=== Records supplied ===
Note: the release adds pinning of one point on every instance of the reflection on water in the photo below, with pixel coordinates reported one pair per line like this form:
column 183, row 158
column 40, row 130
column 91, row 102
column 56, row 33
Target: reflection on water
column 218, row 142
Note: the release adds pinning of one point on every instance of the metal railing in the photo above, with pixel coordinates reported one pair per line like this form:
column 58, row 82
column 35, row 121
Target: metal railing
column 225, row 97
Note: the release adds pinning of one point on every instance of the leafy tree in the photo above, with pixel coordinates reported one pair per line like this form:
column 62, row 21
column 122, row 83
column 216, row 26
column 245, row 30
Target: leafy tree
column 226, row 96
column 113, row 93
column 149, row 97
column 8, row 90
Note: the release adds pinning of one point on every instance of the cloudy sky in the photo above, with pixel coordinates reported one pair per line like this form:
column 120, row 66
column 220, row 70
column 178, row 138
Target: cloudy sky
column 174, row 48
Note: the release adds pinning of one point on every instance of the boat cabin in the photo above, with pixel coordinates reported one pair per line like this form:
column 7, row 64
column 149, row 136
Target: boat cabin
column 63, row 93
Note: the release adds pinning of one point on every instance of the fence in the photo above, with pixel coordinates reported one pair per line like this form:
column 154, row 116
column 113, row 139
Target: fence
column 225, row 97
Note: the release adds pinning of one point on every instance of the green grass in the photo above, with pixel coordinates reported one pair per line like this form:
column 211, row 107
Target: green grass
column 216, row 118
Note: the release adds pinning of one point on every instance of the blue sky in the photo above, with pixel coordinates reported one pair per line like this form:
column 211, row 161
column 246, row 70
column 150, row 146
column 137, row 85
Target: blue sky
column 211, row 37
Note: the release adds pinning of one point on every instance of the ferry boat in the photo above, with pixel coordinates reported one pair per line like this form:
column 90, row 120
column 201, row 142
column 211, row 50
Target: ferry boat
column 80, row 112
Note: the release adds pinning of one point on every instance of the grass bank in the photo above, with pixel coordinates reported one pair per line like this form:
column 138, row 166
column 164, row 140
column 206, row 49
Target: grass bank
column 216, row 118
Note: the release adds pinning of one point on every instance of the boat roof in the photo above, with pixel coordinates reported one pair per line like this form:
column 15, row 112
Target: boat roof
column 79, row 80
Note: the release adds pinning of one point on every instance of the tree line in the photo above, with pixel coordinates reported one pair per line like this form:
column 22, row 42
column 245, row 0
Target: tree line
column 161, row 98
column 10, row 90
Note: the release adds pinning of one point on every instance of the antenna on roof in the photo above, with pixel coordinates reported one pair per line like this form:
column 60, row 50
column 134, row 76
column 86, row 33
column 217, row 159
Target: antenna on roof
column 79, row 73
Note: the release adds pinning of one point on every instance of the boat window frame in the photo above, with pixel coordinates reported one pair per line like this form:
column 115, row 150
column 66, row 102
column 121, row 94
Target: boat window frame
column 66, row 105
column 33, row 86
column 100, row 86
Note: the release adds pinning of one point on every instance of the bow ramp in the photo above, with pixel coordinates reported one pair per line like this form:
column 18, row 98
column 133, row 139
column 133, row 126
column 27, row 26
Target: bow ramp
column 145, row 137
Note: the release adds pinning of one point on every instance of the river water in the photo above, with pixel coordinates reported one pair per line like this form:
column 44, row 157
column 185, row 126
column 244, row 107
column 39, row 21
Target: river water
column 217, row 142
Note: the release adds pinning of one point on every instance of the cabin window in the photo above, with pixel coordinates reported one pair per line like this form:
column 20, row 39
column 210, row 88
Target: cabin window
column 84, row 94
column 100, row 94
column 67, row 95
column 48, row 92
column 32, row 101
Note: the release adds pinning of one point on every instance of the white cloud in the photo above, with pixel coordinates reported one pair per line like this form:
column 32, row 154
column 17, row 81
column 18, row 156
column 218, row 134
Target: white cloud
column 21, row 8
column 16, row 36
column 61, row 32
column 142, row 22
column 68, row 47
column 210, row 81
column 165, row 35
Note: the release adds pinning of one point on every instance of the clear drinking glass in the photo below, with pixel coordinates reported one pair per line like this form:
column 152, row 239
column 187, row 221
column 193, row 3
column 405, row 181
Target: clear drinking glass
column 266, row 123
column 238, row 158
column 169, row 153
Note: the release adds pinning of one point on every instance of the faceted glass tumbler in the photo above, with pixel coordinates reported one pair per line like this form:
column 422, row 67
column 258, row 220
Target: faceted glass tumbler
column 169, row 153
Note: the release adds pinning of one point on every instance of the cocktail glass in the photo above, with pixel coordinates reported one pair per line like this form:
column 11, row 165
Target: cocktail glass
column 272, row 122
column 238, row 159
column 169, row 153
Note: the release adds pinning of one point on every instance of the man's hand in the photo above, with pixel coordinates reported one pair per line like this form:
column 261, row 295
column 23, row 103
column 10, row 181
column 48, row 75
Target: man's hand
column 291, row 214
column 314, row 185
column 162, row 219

=== What needs to be done ===
Each line from the top of the records through the one with "column 35, row 121" should be returned exactly. Leave out everything else.

=== Output for this exercise ===
Note: the release adds pinning of one point on every instance of the reflection on water in the photo below, with pixel coordinates reported one pair per line like this form:
column 183, row 158
column 40, row 130
column 91, row 102
column 56, row 33
Target: reflection on water
column 218, row 142
Note: the release adds pinning of one point on every instance of the metal railing in the photo above, with pixel coordinates reported one pair per line like this form:
column 58, row 82
column 35, row 121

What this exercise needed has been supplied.